A conversation about the [sometimes choppy] waters of evangelical Anabaptism
Since the 1970s, Mennonite Brethren have claimed the unusual title of evangelical Anabaptists. Through the decades, we’ve found ways to blend two broad theological streams into one current of church ministry and life. Herald editor Laura Kalmar had an email conversation with Brad Sumner, pastor of Jericho Ridge Community Church in Langley, B.C., and Gil Dueck, instructor in theology at Bethany College in Hepburn, Saskatchewan, to discuss the joys and challenges of our Mennonite Brethren “dual identity.”
For some readers, the terms “evangelical” and “Anabaptist” may be unfamiliar. How would you define them?
Brad: Part of the challenge we face as evangelical Anabaptists is the fluidity of both terms. Each one brings with it a weight of history stretching back more than a century, as well as a vibrant global conversation that has implications far beyond the borders of our nation. Having said that, I see “evangelical” drawing meaning from the four priorities suggested by British Baptist historian David Bebbington: “conversionism, the belief that lives need to be changed; activism, the expression of the gospel in effort; biblicism, a particular regard for the Bible; and what may be called crucicentrism, a stress upon the sacrifice of Christ on the cross.”
Anabaptism tends toward a specific subset of core convictions. As historian Harold Bender explains, it includes things like “discipleship, the church as a voluntary and separated brotherhood, and love and nonresistance in all relationships.”
Gil: I see the term “evangelical” as consensus (mostly among conservative Protestants) around a high view of the Bible, an emphasis on conversion and individual piety, and a concern for mission and evangelism. Of course, none of these emphases are unique to evangelicalism – it’s the combination that is distinctive. Yet, there’s such an incredible range of perspectives that claim to be evangelical, I sometimes wonder if the term is useful.
I see “Anabaptist” as an approach to the Christian faith that has historically emphasized following Jesus, love of enemies, voluntary and disciplined church membership, and a tendency toward separation from the wider culture. More recently, the word has taken on a few other connotations, due in part to contemporary writers like Stuart Murray (The Naked Anabaptist). This newer strain of Anabaptism tends to be associated with commitments to peace, social justice, and environmental concerns as contemporary expressions of discipleship.
Do you think people in our church pews find these terms helpful? Do labels even matter anymore?
Gil: Among my students, there’s little recognition of either word. Many of them have little interest in, or patience for denominational labels – they prefer a “big-tent” approach to Christian identity. The challenge is to introduce terms like “evangelical” and “Anabaptist” in ways that enable students to think well about the real and significant differences that do exist between Christians, while avoiding the conflict that created “denomination fatigue” in the first place.
On a personal level, I am sometimes a bit hesitant when I’m asked to identify with these labels because I never quite know what people think they refer to. Many associate “evangelical” with certain stock images of American fundamentalism that I don’t want to endorse. Conversely, I think some associate “Anabaptist” with a brand of social activism that’s indistinguishable from progressive liberal democratic sensibilities. Both terms are vulnerable to serious and persistent distortions.

**Task prompt**:
Resume the conversation about Mennonite Brethren evangelical Anabaptism above, picking up after its final sentence. The entries after the conversation are separate material and have no connection to it.

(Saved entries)
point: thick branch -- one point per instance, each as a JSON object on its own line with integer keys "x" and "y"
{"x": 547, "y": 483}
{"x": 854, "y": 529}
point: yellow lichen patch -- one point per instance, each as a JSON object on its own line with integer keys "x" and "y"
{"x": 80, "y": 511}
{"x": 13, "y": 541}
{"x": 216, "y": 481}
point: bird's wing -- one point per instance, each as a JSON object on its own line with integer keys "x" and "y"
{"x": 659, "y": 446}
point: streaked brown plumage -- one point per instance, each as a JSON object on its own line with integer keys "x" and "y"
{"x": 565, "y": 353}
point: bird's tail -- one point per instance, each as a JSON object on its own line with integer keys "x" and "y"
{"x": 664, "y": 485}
* * *
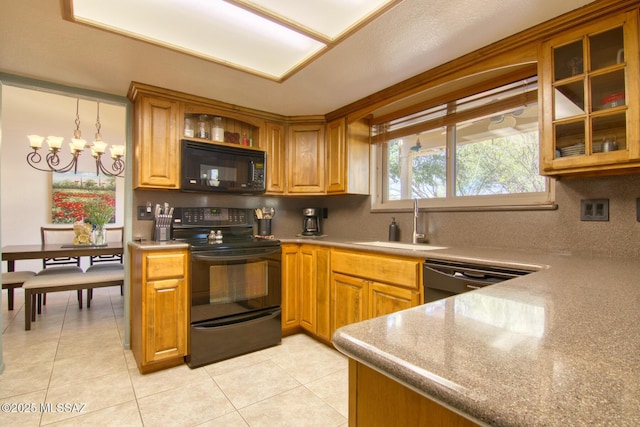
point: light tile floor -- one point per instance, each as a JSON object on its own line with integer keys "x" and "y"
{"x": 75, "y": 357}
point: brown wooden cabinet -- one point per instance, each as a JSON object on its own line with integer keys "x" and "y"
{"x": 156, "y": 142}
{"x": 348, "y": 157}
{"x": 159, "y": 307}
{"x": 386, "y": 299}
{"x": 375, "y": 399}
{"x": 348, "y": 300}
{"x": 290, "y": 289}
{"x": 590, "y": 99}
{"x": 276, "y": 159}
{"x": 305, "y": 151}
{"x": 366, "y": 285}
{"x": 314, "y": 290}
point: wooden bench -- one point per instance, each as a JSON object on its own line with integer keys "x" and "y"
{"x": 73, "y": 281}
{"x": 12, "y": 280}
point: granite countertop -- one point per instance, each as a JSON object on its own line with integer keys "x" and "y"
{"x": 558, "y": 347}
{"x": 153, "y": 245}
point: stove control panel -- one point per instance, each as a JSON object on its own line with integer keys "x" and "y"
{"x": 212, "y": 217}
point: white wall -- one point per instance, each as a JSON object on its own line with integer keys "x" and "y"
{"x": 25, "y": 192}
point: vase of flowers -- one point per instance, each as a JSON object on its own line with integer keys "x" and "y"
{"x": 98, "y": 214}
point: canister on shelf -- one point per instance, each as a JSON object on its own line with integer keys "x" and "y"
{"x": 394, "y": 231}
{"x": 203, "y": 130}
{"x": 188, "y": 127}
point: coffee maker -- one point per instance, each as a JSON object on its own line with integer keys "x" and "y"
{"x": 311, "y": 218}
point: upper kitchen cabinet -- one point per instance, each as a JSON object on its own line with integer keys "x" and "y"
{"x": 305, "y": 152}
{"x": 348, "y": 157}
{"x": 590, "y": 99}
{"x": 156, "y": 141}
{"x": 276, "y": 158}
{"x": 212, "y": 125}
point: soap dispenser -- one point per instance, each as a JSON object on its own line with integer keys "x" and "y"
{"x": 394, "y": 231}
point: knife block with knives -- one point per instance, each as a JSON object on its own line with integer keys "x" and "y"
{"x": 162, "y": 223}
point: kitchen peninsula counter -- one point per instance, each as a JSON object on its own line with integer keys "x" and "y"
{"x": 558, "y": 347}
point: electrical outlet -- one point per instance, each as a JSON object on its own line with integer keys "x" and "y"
==
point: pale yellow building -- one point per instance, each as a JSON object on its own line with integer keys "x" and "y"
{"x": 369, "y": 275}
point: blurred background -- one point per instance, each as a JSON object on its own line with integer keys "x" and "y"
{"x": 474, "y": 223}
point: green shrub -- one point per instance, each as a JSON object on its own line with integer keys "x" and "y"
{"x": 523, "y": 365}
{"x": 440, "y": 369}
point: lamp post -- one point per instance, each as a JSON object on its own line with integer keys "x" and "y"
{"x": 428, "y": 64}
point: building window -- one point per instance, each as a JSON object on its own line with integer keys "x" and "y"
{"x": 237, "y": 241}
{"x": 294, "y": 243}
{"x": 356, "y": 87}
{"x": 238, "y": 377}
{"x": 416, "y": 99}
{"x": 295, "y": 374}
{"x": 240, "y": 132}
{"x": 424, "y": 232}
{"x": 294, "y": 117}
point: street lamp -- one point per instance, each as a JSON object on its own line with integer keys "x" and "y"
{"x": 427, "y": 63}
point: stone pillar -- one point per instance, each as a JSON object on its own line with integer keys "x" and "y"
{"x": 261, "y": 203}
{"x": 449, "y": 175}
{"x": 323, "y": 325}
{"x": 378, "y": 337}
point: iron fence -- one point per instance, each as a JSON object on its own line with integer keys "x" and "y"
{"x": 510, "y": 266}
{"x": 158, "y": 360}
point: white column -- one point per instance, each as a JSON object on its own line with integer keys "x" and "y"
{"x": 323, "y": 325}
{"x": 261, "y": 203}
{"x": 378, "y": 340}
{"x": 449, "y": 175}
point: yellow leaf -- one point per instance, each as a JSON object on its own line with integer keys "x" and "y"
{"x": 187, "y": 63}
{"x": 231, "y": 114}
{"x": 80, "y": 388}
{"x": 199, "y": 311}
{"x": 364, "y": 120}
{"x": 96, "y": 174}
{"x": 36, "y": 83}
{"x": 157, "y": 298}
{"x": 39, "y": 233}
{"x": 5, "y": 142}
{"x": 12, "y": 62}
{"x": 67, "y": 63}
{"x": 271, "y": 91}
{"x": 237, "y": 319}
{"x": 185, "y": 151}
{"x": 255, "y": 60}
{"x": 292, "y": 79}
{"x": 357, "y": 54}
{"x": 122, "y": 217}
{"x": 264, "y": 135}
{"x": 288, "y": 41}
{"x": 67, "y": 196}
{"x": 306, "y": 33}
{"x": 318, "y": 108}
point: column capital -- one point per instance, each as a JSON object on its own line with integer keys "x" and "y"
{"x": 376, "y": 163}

**Answer area**:
Yet, I believe that Anabaptism is a term worth spending the energy in clarifying. At times, I fear that just when many outside the church are becoming open to the Anabaptist perspective, we as MBs are walking away from it. In a secular, post-Christian context like ours, I think Anabaptism offers a way forward that evangelicism – with all its historical and political baggage – does not.
Brad: The reality is both terms are muddled or diluted in the minds of many people. There’s no “pure” strain of Canadian evangelicalism that hasn’t been influenced – both for good and ill – by our friends to the south, or by our heritage from across the Atlantic. Alternatively, the term “Anabaptist” has been highlighted recently by popular authors like Brian McLaren and Jim Belcher.
But both writers seem to be dealing with a superficial caricature of Anabaptism. In that sense, they’re reflective of many people I encounter who claim aspects of evangelicalism or Anabaptism convenient to their own personal experiences and agendas, without acknowledging the messier parts of our cultural history and theological development.
Canadian MBs are like a couple who gets married and learns they’ll have to pull out different strands from each of their families of origin to produce a new set of traditions and practices to define who they are. As a denomination, I think we’re still in the process of doing that. It’s a profoundly healthy and vibrant conversation!
We hear talk about how evangelicals are only interested in getting people to pray the “sinner’s prayer,” and Anabaptists are only interested in social justice. Are the two terms really such polar opposites? Or are there areas of overlap – a beautiful synergy between the two?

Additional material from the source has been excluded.